_Task_
Copy the data exactly. Images are the one exception.

_Provided records_
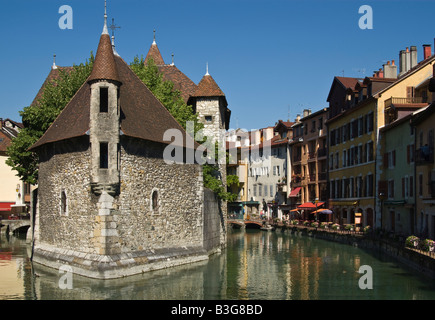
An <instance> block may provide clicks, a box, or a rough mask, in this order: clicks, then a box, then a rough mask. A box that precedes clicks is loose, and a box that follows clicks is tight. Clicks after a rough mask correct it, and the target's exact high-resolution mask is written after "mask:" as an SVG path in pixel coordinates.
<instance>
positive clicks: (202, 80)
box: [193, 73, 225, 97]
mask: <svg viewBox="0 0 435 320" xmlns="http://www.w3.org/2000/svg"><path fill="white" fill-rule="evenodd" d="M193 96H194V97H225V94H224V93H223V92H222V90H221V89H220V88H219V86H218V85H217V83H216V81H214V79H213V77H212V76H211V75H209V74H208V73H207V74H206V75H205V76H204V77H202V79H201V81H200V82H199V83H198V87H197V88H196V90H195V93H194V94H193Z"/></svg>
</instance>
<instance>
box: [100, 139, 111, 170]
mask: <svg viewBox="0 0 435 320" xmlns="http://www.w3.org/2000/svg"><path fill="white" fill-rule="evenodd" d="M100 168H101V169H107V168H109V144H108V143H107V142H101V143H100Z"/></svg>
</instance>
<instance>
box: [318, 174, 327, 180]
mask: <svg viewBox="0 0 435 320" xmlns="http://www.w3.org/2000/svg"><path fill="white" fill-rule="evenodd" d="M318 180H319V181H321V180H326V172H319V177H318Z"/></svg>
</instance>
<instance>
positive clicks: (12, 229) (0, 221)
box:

_Task output_
An <instance> block may provide clicks, a box, or a rough mask, in this order: clicks, then a box, then a rough mask. A box that precedes clicks is loose, and a box that follows clicks is tight. Clicks after a rough mask correct it, and the target's exact high-resolution mask is written after "mask:" as an SVG path in pixel coordinates.
<instance>
positive clicks: (202, 80)
box: [193, 73, 225, 97]
mask: <svg viewBox="0 0 435 320" xmlns="http://www.w3.org/2000/svg"><path fill="white" fill-rule="evenodd" d="M193 96H194V97H225V94H224V93H223V92H222V90H221V89H220V88H219V86H218V85H217V83H216V81H214V79H213V77H212V76H211V75H209V74H208V73H207V74H206V75H205V76H204V77H202V79H201V81H200V82H199V83H198V87H197V88H196V90H195V93H194V94H193Z"/></svg>
</instance>
<instance>
box: [100, 139, 111, 170]
mask: <svg viewBox="0 0 435 320" xmlns="http://www.w3.org/2000/svg"><path fill="white" fill-rule="evenodd" d="M100 168H101V169H107V168H109V144H108V143H107V142H101V143H100Z"/></svg>
</instance>
<instance>
box: [318, 174, 327, 180]
mask: <svg viewBox="0 0 435 320" xmlns="http://www.w3.org/2000/svg"><path fill="white" fill-rule="evenodd" d="M318 180H319V181H321V180H326V172H319V177H318Z"/></svg>
</instance>
<instance>
positive clicks: (12, 229) (0, 221)
box:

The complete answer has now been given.